*What is required:* How many lines in the records below contain the string "fork"? Case matters. Reply with the number alone.

*Material supplied:*

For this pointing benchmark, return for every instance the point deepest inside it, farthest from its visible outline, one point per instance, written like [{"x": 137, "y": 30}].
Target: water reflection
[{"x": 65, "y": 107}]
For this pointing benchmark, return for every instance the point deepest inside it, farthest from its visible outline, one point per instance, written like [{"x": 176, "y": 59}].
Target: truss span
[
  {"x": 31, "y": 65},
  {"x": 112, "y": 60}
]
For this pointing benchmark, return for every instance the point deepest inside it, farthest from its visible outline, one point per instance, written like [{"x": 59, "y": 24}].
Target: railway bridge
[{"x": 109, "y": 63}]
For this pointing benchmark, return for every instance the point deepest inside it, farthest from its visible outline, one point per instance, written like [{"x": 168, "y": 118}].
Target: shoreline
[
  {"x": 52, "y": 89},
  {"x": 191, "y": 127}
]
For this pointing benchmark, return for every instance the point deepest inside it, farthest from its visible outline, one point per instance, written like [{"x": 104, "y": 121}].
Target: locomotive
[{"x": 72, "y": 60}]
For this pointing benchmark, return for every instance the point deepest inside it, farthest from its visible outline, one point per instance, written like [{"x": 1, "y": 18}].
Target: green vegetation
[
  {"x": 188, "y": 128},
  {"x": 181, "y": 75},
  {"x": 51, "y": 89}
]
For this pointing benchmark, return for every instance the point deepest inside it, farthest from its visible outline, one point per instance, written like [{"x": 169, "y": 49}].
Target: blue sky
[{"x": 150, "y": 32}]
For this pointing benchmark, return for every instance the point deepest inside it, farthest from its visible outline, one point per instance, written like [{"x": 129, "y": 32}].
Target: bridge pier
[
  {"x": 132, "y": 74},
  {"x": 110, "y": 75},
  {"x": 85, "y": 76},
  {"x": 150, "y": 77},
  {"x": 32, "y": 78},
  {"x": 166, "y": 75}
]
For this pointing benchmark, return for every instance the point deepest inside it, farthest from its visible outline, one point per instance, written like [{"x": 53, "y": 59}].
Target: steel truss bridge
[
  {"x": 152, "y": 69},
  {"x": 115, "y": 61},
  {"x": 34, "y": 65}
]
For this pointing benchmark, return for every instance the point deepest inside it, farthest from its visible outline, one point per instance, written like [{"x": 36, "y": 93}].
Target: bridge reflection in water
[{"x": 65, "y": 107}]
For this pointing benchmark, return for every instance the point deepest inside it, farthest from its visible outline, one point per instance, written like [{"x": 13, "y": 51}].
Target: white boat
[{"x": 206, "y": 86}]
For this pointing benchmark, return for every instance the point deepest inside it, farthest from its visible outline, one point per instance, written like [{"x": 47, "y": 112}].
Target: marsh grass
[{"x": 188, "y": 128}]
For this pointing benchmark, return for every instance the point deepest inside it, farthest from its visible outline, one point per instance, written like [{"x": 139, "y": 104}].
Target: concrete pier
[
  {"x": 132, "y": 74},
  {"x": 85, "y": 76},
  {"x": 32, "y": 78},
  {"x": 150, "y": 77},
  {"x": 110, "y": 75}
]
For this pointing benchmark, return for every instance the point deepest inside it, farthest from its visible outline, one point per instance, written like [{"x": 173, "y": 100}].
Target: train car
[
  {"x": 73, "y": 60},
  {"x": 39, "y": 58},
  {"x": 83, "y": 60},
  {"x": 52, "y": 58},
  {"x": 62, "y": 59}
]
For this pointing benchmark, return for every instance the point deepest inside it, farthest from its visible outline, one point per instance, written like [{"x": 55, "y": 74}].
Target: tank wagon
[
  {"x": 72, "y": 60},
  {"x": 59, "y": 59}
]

...

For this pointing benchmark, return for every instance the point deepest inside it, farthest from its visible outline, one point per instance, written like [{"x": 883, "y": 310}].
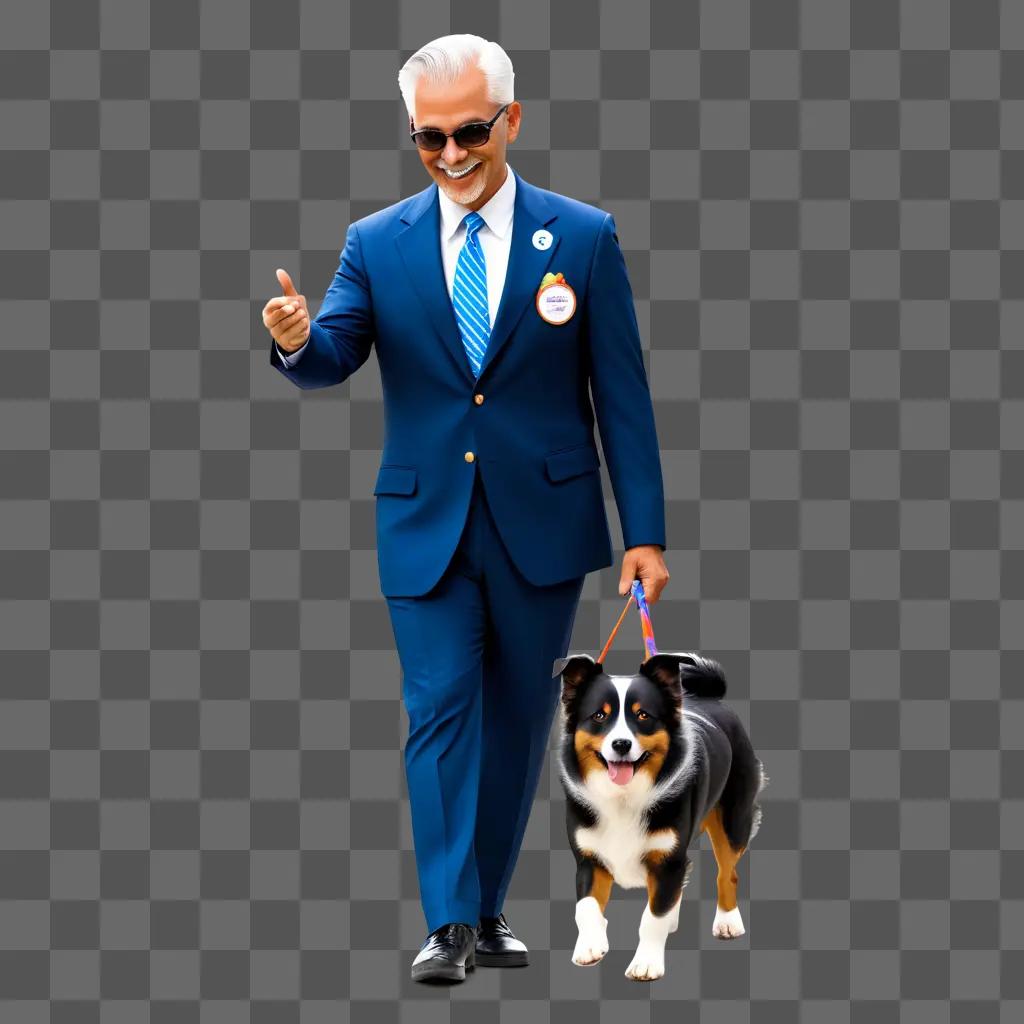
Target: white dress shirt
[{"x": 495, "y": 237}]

--

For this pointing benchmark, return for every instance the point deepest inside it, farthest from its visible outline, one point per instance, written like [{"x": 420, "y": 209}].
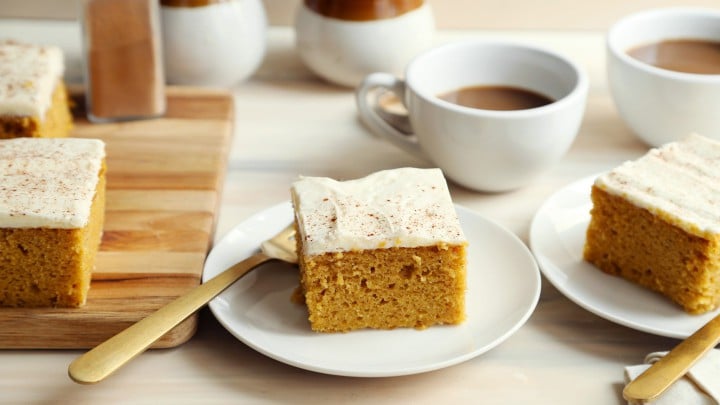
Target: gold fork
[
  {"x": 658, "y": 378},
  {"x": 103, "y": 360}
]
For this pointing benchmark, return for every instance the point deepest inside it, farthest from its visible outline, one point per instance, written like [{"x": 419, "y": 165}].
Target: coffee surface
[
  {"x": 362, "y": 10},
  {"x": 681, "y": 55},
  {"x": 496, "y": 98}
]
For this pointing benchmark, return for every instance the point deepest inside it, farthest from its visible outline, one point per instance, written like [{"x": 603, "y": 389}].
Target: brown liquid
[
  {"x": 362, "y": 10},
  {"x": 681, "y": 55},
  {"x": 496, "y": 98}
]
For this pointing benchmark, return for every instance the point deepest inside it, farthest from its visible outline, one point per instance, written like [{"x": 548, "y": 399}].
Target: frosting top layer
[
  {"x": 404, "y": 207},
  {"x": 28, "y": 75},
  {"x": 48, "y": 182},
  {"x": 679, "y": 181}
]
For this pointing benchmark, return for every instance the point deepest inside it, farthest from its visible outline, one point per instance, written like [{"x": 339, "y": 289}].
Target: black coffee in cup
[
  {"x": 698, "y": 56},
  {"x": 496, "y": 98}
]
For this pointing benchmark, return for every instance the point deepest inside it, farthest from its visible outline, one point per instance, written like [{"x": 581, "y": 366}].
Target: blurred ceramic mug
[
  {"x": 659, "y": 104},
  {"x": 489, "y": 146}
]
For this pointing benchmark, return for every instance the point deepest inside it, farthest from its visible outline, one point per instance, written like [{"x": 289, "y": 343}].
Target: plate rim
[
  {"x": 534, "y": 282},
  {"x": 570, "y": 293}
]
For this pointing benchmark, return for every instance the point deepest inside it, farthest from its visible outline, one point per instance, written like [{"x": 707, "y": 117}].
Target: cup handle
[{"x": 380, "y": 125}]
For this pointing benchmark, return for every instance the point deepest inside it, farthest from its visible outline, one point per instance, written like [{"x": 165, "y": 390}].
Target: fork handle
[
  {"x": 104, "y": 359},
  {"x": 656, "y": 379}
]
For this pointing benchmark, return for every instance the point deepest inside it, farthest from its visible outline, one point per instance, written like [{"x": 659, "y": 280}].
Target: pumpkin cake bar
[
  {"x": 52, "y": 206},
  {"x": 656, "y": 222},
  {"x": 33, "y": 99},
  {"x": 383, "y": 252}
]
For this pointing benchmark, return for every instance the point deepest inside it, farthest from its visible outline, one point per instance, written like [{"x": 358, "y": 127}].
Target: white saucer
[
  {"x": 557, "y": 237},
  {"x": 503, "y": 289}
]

*Complete response:* 2